A block of data
- - -
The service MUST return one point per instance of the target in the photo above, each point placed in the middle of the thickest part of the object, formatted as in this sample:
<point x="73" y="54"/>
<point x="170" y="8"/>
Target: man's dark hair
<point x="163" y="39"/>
- - -
■ **TO DO**
Reproduce the records above word for word, with no changes.

■ **TASK OUTPUT**
The service MUST return one point per instance of the target in the photo above, each point placed in the middle of the thickest part of the object, formatted as in this sample:
<point x="73" y="54"/>
<point x="170" y="8"/>
Target: man's dark hair
<point x="163" y="39"/>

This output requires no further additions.